Could you output each line below exactly as it appears, excluding any pictures?

(Information given begins)

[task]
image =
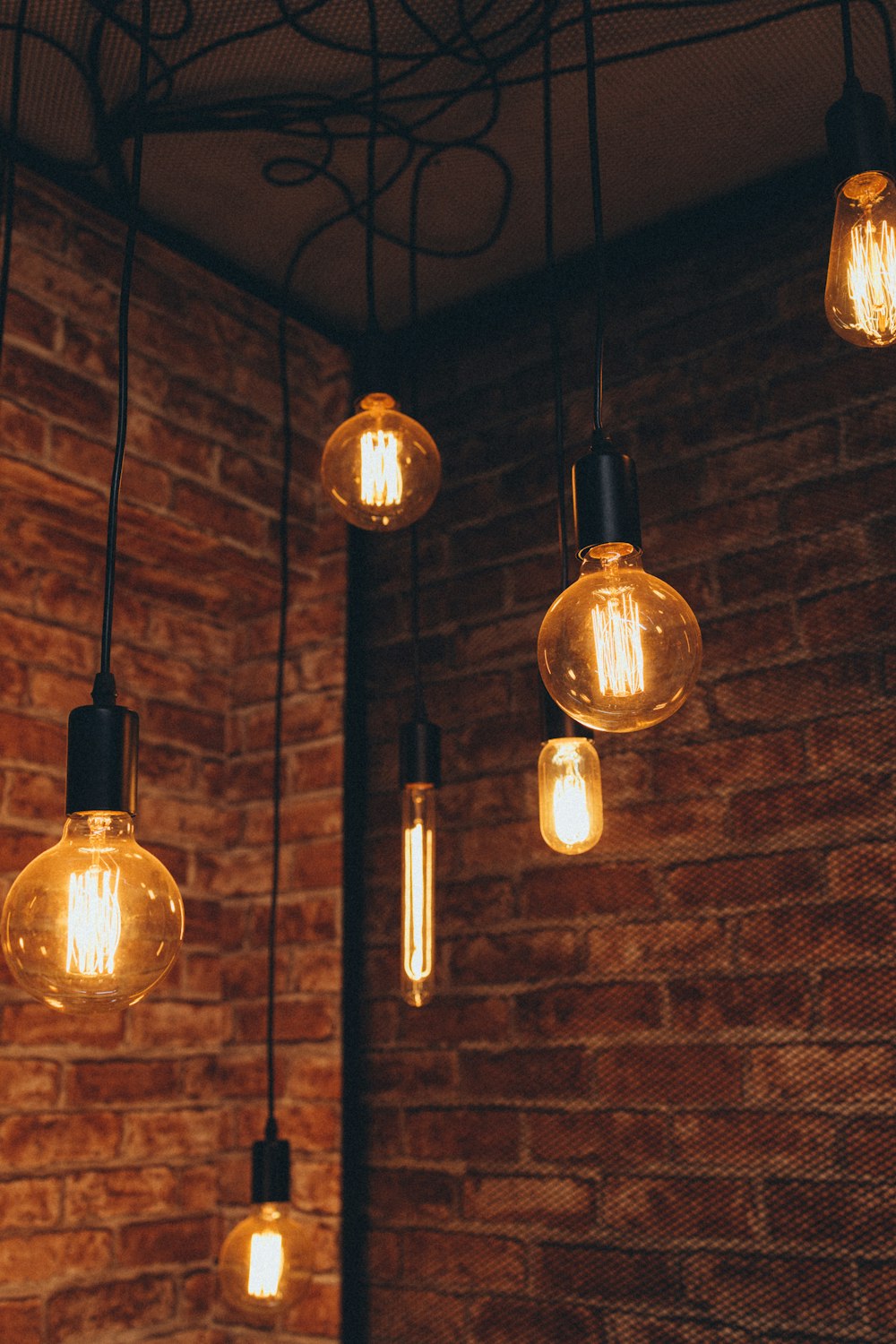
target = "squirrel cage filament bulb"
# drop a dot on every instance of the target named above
(381, 468)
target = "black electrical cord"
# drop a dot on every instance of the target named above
(549, 266)
(105, 685)
(847, 24)
(597, 206)
(10, 167)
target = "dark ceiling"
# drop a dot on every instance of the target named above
(260, 110)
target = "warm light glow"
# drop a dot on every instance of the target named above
(381, 470)
(616, 645)
(570, 798)
(418, 862)
(265, 1263)
(860, 296)
(94, 922)
(618, 650)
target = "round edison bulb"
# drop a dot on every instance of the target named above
(265, 1263)
(619, 650)
(381, 468)
(93, 924)
(860, 295)
(570, 797)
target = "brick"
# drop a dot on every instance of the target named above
(755, 1142)
(745, 882)
(681, 1209)
(758, 1002)
(482, 1134)
(589, 1011)
(547, 1201)
(669, 1074)
(81, 1314)
(605, 1139)
(759, 1288)
(847, 1075)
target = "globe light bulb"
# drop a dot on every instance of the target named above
(265, 1263)
(418, 870)
(618, 650)
(570, 797)
(94, 922)
(860, 296)
(381, 468)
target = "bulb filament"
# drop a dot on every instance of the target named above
(571, 814)
(616, 645)
(94, 921)
(265, 1263)
(418, 867)
(872, 279)
(382, 480)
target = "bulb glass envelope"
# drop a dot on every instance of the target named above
(618, 650)
(381, 468)
(94, 922)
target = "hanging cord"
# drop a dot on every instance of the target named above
(105, 685)
(597, 204)
(279, 707)
(847, 24)
(549, 265)
(10, 175)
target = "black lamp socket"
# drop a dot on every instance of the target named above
(605, 496)
(271, 1171)
(421, 753)
(102, 760)
(858, 137)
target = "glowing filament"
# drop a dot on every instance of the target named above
(94, 921)
(616, 645)
(265, 1263)
(872, 279)
(381, 470)
(418, 924)
(571, 814)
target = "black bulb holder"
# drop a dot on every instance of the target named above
(605, 496)
(421, 753)
(858, 137)
(102, 754)
(271, 1168)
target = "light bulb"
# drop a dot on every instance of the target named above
(418, 870)
(94, 922)
(266, 1262)
(860, 296)
(618, 650)
(570, 797)
(381, 468)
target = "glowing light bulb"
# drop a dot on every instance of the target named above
(860, 296)
(94, 922)
(266, 1262)
(418, 868)
(570, 797)
(618, 650)
(381, 468)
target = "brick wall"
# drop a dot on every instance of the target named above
(653, 1101)
(124, 1140)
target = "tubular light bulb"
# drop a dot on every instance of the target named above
(265, 1263)
(418, 868)
(381, 468)
(570, 797)
(860, 296)
(93, 924)
(618, 650)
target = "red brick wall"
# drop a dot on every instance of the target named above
(653, 1101)
(124, 1140)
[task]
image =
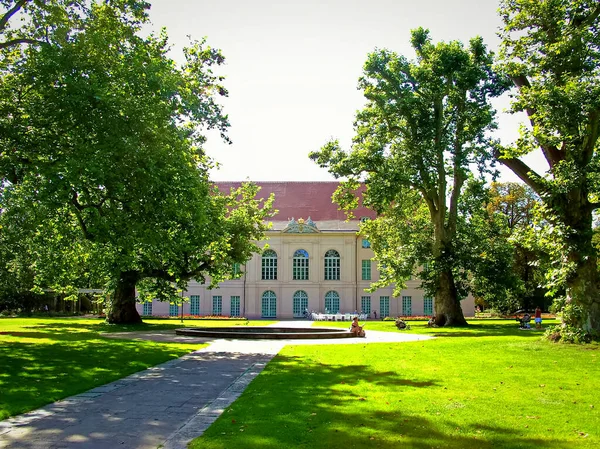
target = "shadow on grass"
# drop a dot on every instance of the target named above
(480, 328)
(138, 414)
(298, 403)
(63, 363)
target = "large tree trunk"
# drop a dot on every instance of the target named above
(122, 309)
(447, 305)
(583, 285)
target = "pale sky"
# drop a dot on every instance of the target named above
(292, 68)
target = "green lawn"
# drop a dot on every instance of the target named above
(488, 386)
(46, 359)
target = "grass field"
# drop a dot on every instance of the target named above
(487, 386)
(46, 359)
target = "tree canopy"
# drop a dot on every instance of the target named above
(101, 130)
(551, 51)
(424, 126)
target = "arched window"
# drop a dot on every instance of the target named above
(269, 304)
(332, 302)
(300, 266)
(300, 303)
(269, 265)
(332, 265)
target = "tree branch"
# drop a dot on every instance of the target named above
(552, 154)
(589, 20)
(11, 12)
(522, 170)
(589, 142)
(22, 40)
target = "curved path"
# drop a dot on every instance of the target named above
(164, 406)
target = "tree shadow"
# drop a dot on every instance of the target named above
(34, 373)
(295, 402)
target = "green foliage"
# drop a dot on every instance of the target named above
(551, 51)
(426, 122)
(102, 156)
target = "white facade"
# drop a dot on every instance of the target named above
(274, 298)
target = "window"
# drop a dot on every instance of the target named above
(194, 305)
(300, 266)
(384, 306)
(366, 270)
(428, 306)
(406, 305)
(332, 302)
(269, 265)
(269, 305)
(365, 304)
(217, 305)
(235, 306)
(300, 303)
(332, 265)
(147, 308)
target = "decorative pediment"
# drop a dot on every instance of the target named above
(301, 227)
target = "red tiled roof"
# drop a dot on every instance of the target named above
(300, 199)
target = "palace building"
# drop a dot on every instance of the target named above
(315, 261)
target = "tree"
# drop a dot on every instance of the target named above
(104, 130)
(37, 22)
(551, 51)
(424, 125)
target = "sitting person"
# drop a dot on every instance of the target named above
(525, 321)
(356, 329)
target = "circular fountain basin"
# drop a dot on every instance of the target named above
(265, 333)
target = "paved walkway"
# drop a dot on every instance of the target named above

(Information given ends)

== Solution for this task ==
[task]
image =
target = "squirrel cage filament bulb"
# drop a dot on every instance of the target named above
(381, 468)
target = "black electrical cord"
# drop a dot on every instance of the target named above
(549, 266)
(105, 685)
(847, 24)
(597, 206)
(10, 167)
target = "dark ceiling"
# drop a dot on every instance of the target named above
(260, 110)
target = "warm light glow"
# drop a dot on every instance of the target named above
(381, 470)
(616, 645)
(570, 798)
(418, 862)
(265, 1263)
(860, 296)
(94, 922)
(618, 650)
target = "round edison bulb"
# drop a dot on every instance of the target named above
(265, 1263)
(619, 650)
(381, 468)
(93, 924)
(860, 295)
(570, 797)
target = "brick"
# drop a dot on every instance of the target named above
(755, 1142)
(745, 882)
(681, 1209)
(758, 1002)
(482, 1134)
(589, 1011)
(547, 1201)
(669, 1074)
(81, 1314)
(605, 1139)
(759, 1288)
(847, 1075)
target = "globe light bulb"
# drop a dot on every instance of the target named above
(265, 1263)
(418, 870)
(618, 650)
(570, 797)
(94, 922)
(860, 296)
(381, 468)
target = "bulb filament"
# drop a dot on every instance of the target named above
(571, 814)
(616, 645)
(94, 921)
(265, 1263)
(418, 867)
(872, 279)
(382, 480)
target = "bulb glass envelope"
# drop a dot on every instance of the target named above
(618, 650)
(381, 468)
(94, 922)
target = "hanging cord"
# drop a dot on every instance of the target named above
(105, 685)
(597, 204)
(279, 707)
(847, 24)
(549, 265)
(10, 175)
target = "black lamp socket"
# drop a dot on every instance of the target named above
(605, 496)
(271, 1171)
(421, 753)
(102, 760)
(858, 137)
target = "glowing filament"
# drop a dot on every instance of the target named above
(94, 921)
(616, 645)
(265, 1263)
(872, 279)
(381, 470)
(418, 924)
(571, 814)
target = "black bulb holder"
# drop a dot on every instance of the target named above
(605, 496)
(421, 753)
(858, 137)
(102, 754)
(271, 1168)
target = "light bulb"
# drop a dot on every instance of the target named above
(418, 870)
(94, 922)
(266, 1262)
(860, 296)
(618, 650)
(570, 797)
(381, 468)
target = "glowing light bulb"
# drop a dot on every instance of the target named above
(860, 296)
(94, 922)
(266, 1262)
(418, 868)
(570, 797)
(618, 650)
(381, 468)
target = "brick wall"
# drop a dot on every instance of the target named above
(653, 1101)
(124, 1140)
target = "tubular light bulb"
# drop a dot on every instance of the target named above
(265, 1263)
(418, 868)
(381, 468)
(570, 797)
(860, 296)
(93, 924)
(618, 650)
target = "red brick wall"
# drop a dot on every instance of the target named above
(653, 1101)
(124, 1140)
[task]
image =
target = "shadow on grass"
# drop a dot on every instance of the target named above
(480, 328)
(138, 414)
(298, 403)
(63, 363)
target = "large tree trunk"
# drop a dot on every instance of the target named above
(122, 309)
(447, 305)
(583, 285)
target = "pale sky"
# drop a dot on every instance of the target named above
(292, 68)
target = "green lawn"
# drop a dot on every instance of the target named above
(488, 386)
(46, 359)
target = "grass field"
# drop a dot on every instance of the target named above
(487, 386)
(46, 359)
target = "tree canopy"
# drop a dot on every instance of the target named above
(101, 130)
(551, 51)
(424, 126)
target = "arched window"
# drop a dot on every instance of the target named above
(269, 304)
(332, 302)
(300, 266)
(300, 303)
(269, 265)
(332, 265)
target = "tree branch"
# drop a dot on every instance of the target named above
(552, 154)
(589, 20)
(11, 12)
(522, 170)
(589, 142)
(22, 40)
target = "curved path"
# drop a dot on every instance of the target named above
(164, 406)
target = "tree shadow"
# drop a dot on every instance of the target named above
(34, 373)
(295, 402)
target = "green foliage"
# drop a dot on every instance of the target named above
(551, 51)
(426, 122)
(102, 156)
target = "white facade"
# drop a dot on every instance of the target named above
(274, 298)
target = "window"
# drop a dot on every instance of the target named above
(194, 305)
(300, 266)
(384, 306)
(366, 270)
(428, 306)
(406, 305)
(332, 302)
(269, 265)
(269, 305)
(365, 304)
(217, 305)
(235, 306)
(300, 303)
(332, 265)
(147, 308)
target = "decorative pediment"
# drop a dot on every instance of the target named above
(301, 227)
target = "red tiled roof"
# drop a dot on every instance of the target named above
(300, 199)
target = "palace building"
# drop a dot on every instance of the target named above
(315, 261)
target = "tree"
# drop a dot on every instance of the target named above
(104, 130)
(37, 22)
(551, 51)
(424, 125)
target = "sitting person"
# drop a dot on every instance of the target named above
(525, 321)
(356, 329)
target = "circular fountain basin"
# drop a dot on every instance of the target named above
(265, 333)
target = "paved walkway"
# drop a dot on every instance of the target named above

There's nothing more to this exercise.